(SOURCE RECORDS Opens)

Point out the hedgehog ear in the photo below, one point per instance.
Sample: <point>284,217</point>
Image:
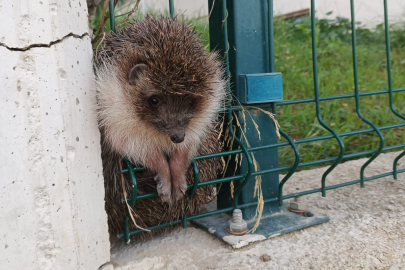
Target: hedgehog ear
<point>136,72</point>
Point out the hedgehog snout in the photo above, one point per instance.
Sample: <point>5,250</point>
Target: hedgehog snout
<point>178,138</point>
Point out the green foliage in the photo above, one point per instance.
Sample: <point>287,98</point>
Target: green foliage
<point>293,58</point>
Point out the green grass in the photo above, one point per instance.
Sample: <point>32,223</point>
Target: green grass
<point>293,58</point>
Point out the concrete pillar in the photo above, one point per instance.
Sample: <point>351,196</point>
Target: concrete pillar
<point>51,183</point>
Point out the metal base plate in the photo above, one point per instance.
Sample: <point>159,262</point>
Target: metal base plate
<point>270,226</point>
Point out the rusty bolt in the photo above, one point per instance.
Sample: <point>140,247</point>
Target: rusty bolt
<point>237,226</point>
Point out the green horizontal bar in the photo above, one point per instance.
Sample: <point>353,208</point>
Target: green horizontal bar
<point>339,185</point>
<point>282,103</point>
<point>319,138</point>
<point>201,184</point>
<point>304,164</point>
<point>220,211</point>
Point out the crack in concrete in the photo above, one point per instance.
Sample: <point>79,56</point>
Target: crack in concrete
<point>43,45</point>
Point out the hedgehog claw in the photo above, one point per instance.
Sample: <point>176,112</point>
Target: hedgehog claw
<point>164,188</point>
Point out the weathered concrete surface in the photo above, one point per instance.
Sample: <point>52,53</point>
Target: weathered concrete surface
<point>51,183</point>
<point>366,231</point>
<point>28,22</point>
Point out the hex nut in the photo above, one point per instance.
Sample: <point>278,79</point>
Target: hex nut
<point>299,206</point>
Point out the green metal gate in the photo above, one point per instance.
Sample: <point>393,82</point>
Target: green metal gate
<point>272,187</point>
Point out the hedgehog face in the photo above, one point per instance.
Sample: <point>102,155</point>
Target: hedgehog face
<point>168,111</point>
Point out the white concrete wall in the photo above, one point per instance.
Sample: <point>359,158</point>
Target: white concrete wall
<point>51,183</point>
<point>369,12</point>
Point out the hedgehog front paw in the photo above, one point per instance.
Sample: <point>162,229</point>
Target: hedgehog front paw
<point>164,187</point>
<point>179,188</point>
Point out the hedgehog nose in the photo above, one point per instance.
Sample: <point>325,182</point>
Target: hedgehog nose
<point>177,138</point>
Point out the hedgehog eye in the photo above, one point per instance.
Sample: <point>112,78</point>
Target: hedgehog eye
<point>153,101</point>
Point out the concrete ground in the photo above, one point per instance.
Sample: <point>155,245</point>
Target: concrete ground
<point>366,231</point>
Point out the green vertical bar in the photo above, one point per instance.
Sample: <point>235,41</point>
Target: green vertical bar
<point>318,110</point>
<point>171,7</point>
<point>272,69</point>
<point>112,15</point>
<point>271,36</point>
<point>357,97</point>
<point>391,98</point>
<point>191,192</point>
<point>229,96</point>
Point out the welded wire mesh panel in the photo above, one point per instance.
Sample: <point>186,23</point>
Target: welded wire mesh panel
<point>342,150</point>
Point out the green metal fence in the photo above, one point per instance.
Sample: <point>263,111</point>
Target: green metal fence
<point>247,175</point>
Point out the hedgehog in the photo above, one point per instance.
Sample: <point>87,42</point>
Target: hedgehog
<point>158,96</point>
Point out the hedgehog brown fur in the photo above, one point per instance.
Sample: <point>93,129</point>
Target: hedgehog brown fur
<point>189,83</point>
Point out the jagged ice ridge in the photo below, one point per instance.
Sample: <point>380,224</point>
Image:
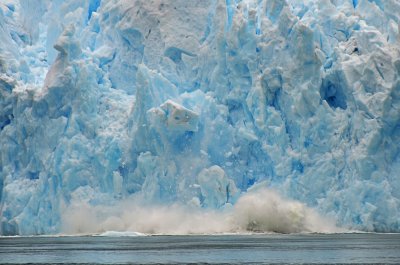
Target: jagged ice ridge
<point>195,102</point>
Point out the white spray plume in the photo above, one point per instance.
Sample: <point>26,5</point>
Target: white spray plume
<point>261,210</point>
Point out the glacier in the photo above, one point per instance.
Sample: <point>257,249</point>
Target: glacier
<point>113,104</point>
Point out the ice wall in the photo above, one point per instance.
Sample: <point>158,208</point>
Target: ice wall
<point>194,102</point>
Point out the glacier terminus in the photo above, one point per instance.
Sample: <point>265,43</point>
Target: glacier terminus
<point>211,116</point>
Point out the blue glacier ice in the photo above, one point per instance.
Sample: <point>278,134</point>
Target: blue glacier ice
<point>112,107</point>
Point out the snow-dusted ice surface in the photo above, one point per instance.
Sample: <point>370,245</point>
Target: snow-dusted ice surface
<point>128,115</point>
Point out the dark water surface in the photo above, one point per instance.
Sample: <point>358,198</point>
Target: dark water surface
<point>228,249</point>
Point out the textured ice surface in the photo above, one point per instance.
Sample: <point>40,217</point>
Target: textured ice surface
<point>194,102</point>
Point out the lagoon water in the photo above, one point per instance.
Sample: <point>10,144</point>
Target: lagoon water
<point>228,249</point>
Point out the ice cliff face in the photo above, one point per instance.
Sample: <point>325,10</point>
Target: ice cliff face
<point>197,101</point>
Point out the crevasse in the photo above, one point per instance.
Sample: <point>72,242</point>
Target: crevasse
<point>196,102</point>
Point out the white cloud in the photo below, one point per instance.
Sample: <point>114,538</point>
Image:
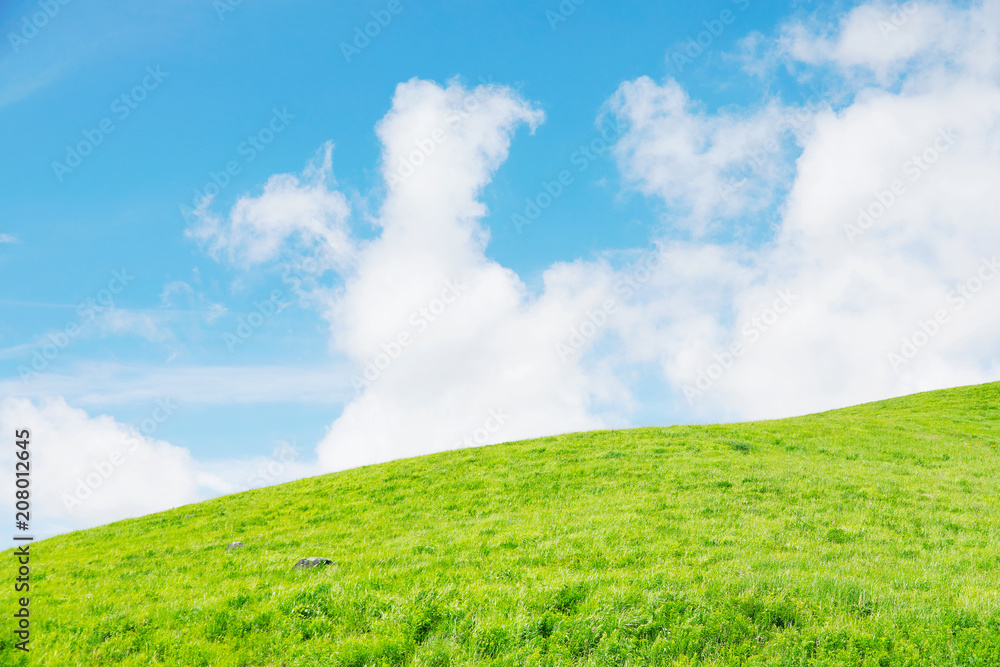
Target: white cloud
<point>289,208</point>
<point>484,365</point>
<point>937,139</point>
<point>885,41</point>
<point>107,384</point>
<point>86,471</point>
<point>843,306</point>
<point>706,166</point>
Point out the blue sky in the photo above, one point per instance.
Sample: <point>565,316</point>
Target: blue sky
<point>223,77</point>
<point>199,78</point>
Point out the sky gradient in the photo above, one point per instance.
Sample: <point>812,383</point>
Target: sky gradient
<point>294,237</point>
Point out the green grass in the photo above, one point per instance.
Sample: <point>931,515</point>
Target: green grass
<point>864,536</point>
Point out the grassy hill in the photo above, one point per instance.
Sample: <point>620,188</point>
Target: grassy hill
<point>864,536</point>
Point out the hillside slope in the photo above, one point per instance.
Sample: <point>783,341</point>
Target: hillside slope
<point>864,536</point>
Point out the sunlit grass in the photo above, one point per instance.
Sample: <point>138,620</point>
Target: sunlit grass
<point>865,536</point>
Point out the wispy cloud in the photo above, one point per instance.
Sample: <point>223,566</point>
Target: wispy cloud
<point>103,385</point>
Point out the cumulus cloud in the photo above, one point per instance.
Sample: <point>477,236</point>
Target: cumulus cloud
<point>300,208</point>
<point>890,222</point>
<point>91,470</point>
<point>709,167</point>
<point>873,281</point>
<point>449,347</point>
<point>885,41</point>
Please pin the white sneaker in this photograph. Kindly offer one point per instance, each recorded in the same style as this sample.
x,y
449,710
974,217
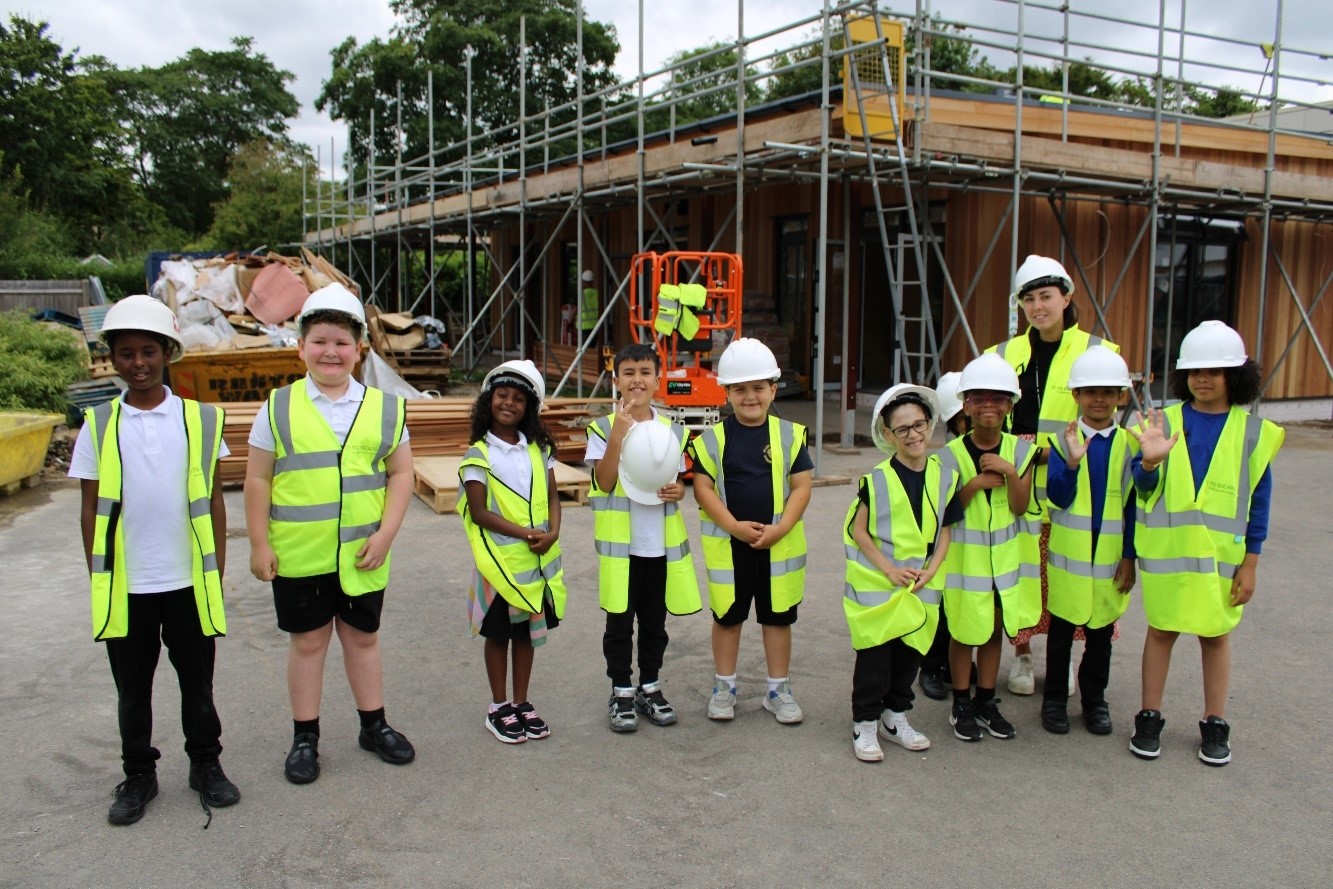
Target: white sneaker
x,y
723,704
864,744
896,728
783,705
1021,680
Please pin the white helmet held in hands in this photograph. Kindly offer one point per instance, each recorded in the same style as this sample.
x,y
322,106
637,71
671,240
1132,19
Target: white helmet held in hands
x,y
147,315
880,433
1099,367
517,372
1212,344
744,360
991,373
649,457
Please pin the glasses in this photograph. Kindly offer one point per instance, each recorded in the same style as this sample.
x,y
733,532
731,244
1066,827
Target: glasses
x,y
993,397
903,432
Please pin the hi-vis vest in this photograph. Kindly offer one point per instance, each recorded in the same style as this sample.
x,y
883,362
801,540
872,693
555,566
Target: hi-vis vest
x,y
991,549
875,611
109,584
612,536
328,497
1081,581
787,557
1057,403
519,575
1191,544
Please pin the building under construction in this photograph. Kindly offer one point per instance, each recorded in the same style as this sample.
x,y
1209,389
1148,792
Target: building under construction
x,y
880,216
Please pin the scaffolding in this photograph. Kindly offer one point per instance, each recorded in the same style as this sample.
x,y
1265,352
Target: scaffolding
x,y
445,205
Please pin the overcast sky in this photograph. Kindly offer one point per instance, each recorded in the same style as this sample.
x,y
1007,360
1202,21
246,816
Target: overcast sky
x,y
297,35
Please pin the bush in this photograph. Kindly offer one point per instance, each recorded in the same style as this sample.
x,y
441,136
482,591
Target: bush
x,y
36,364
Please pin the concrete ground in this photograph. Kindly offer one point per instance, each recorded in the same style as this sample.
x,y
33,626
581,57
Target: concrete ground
x,y
741,804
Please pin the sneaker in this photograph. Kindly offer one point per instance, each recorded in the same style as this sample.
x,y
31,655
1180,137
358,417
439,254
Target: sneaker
x,y
783,705
651,701
1021,680
964,720
132,797
864,744
723,704
533,727
1215,748
620,711
896,728
303,760
988,715
1145,743
505,725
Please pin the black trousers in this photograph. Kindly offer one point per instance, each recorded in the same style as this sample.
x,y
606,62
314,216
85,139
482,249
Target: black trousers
x,y
883,680
1095,669
647,603
171,619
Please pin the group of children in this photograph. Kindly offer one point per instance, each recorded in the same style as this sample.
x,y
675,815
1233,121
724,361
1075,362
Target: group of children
x,y
329,476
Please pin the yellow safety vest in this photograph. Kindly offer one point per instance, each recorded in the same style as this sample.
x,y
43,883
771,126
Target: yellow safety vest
x,y
787,557
612,536
1057,403
875,611
1081,581
328,497
109,583
991,549
1191,544
523,577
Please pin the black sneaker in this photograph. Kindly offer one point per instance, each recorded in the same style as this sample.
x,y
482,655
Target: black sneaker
x,y
505,725
389,745
1215,748
303,760
132,797
964,720
533,727
1147,740
988,715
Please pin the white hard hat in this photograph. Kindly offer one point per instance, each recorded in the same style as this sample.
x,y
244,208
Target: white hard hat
x,y
1212,344
989,372
521,373
947,391
144,313
333,297
1041,271
1099,365
649,457
880,435
744,360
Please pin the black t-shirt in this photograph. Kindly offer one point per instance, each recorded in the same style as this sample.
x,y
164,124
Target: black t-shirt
x,y
1033,380
747,471
913,484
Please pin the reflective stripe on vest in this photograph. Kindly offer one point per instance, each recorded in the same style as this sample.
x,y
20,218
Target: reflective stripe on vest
x,y
1191,543
328,497
613,529
523,577
1057,405
787,557
109,583
877,612
1081,583
991,549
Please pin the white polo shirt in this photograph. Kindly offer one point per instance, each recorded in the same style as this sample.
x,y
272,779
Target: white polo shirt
x,y
339,413
155,501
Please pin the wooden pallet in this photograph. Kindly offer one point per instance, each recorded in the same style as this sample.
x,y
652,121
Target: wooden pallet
x,y
436,483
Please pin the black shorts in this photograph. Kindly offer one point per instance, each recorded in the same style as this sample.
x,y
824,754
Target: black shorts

(SOURCE RECORDS Closes)

(WORK REQUIRED): From the line containing "Point out the hedgehog brown" through the line containing "Point out the glacier in", copy every line above exactly, without pictures.

(RESULT):
Point out the hedgehog brown fur in the photo above, one point per instance.
Sample: <point>93,129</point>
Target: hedgehog brown fur
<point>189,83</point>
Point out the jagged ice ridge in the photo below, one point per instance.
Sample: <point>380,224</point>
Image:
Target: jagged ice ridge
<point>195,102</point>
Point out the white spray plume in the photo above, one point per instance.
Sample: <point>26,5</point>
Target: white spray plume
<point>261,210</point>
Point out the glacier in the photo above, one point per instance.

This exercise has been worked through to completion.